__Exercise aim__
In every line of the records, look for "opening", then report how many lines have it and nothing else.

__Records for processing__
════════
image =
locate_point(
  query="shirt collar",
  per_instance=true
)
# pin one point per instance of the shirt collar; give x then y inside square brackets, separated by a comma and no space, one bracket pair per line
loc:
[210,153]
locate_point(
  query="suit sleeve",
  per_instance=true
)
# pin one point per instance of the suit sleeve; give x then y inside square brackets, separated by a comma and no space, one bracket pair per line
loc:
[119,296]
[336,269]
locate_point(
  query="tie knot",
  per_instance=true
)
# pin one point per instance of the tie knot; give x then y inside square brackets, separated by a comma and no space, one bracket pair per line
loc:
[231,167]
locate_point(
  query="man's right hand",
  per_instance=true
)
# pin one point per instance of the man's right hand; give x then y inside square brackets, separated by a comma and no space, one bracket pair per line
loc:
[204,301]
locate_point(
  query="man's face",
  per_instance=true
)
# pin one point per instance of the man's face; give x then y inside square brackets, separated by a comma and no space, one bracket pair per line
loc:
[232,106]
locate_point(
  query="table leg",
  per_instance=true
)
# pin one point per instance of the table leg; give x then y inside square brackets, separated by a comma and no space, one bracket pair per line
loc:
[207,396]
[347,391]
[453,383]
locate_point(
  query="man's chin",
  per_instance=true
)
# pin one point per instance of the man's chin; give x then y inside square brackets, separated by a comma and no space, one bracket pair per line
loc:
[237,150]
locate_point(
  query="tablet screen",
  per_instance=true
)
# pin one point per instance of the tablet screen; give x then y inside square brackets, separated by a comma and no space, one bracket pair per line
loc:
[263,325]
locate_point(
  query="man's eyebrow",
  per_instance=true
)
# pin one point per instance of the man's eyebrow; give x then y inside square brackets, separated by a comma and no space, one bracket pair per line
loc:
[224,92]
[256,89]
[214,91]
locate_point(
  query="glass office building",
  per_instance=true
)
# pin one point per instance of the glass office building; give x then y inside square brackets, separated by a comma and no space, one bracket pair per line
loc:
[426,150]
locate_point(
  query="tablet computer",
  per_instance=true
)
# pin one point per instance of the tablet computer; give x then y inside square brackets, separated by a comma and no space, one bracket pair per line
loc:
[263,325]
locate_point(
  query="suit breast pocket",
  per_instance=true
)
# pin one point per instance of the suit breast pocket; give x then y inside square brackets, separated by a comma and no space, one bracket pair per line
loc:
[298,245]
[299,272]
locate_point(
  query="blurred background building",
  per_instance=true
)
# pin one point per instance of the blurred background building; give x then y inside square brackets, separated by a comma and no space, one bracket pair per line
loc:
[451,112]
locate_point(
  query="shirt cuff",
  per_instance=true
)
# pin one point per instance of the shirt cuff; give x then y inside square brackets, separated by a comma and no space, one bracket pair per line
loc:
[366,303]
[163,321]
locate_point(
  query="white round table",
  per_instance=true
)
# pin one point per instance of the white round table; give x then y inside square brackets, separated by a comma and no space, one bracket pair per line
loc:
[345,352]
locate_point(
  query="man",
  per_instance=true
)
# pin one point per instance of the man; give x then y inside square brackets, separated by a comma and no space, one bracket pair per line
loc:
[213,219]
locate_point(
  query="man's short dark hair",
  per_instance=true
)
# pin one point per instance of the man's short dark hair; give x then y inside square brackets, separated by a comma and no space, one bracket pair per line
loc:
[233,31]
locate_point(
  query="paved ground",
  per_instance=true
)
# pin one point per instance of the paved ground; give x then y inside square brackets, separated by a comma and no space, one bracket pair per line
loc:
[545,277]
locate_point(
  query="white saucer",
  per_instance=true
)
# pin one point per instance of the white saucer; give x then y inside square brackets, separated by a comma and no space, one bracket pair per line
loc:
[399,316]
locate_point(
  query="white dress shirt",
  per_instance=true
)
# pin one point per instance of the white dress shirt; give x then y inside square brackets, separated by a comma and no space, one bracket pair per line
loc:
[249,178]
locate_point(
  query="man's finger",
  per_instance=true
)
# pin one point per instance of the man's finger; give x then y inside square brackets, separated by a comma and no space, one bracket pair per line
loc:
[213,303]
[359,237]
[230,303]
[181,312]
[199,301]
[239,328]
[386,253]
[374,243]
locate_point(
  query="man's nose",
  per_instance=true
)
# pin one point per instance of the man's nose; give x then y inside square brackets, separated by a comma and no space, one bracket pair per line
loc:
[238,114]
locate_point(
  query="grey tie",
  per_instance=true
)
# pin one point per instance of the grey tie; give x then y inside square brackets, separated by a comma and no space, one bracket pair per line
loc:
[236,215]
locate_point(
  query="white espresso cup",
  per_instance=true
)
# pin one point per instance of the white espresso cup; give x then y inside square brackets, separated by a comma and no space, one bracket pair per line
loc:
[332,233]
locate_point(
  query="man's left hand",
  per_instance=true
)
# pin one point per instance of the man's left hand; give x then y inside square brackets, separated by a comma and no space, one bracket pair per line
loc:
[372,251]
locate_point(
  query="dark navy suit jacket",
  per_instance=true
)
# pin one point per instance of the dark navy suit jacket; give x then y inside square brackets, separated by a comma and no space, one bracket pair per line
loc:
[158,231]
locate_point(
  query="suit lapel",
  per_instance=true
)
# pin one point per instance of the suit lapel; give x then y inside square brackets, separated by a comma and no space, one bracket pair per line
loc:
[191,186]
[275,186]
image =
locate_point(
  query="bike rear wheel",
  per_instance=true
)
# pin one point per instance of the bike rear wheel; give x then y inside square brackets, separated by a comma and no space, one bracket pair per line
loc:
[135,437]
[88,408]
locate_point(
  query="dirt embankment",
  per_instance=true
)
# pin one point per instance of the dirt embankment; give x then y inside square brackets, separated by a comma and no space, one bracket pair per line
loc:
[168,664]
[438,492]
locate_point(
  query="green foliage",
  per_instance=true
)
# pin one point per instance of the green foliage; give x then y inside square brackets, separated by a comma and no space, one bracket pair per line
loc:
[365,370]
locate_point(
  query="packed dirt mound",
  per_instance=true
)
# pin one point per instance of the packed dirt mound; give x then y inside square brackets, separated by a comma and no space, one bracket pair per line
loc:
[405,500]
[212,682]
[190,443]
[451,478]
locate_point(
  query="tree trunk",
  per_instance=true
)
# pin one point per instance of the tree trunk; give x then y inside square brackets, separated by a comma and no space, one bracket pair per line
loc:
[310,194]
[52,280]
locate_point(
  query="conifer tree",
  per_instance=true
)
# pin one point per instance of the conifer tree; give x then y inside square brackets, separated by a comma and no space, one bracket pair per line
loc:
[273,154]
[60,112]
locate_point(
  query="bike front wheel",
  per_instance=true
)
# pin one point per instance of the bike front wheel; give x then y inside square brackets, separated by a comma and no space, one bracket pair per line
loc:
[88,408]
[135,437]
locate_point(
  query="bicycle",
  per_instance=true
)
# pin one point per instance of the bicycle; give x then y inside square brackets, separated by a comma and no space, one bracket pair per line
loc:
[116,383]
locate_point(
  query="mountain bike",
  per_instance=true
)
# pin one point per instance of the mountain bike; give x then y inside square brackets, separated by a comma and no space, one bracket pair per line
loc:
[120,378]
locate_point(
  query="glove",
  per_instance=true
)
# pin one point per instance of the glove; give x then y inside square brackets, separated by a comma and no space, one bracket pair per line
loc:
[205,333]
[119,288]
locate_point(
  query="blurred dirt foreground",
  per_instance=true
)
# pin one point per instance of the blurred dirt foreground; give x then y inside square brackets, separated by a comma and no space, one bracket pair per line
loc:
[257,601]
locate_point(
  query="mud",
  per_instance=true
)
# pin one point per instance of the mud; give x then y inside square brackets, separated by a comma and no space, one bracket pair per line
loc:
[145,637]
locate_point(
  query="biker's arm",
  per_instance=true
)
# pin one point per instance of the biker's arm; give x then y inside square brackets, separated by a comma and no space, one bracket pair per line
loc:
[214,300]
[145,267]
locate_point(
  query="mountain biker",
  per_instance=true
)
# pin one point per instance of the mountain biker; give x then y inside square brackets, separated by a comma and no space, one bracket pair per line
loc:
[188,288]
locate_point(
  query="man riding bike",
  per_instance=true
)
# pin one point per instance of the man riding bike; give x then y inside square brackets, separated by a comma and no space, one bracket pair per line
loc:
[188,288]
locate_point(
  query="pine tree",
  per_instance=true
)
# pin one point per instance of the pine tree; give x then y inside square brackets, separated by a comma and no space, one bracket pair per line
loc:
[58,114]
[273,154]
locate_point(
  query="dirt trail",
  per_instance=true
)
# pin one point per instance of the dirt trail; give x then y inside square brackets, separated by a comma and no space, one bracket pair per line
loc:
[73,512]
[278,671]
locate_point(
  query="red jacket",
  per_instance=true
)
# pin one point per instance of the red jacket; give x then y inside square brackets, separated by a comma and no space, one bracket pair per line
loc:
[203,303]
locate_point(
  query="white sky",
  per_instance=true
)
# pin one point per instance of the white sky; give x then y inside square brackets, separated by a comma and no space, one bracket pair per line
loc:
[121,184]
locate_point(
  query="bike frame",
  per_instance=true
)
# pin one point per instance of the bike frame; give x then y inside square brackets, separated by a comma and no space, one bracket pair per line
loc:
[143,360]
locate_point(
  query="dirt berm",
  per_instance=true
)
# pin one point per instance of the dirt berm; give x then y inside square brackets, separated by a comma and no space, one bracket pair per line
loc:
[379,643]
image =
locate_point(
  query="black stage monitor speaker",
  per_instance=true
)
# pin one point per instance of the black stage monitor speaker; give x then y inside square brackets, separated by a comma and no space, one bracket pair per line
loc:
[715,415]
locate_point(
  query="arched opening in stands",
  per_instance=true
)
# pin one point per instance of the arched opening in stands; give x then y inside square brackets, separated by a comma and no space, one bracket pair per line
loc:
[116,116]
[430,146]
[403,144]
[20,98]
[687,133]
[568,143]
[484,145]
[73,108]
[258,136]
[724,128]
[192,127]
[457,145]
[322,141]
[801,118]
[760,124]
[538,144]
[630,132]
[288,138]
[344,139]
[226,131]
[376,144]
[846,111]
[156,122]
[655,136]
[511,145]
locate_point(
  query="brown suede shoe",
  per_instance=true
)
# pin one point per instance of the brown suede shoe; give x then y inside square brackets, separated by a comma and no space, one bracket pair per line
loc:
════════
__Solution for this task__
2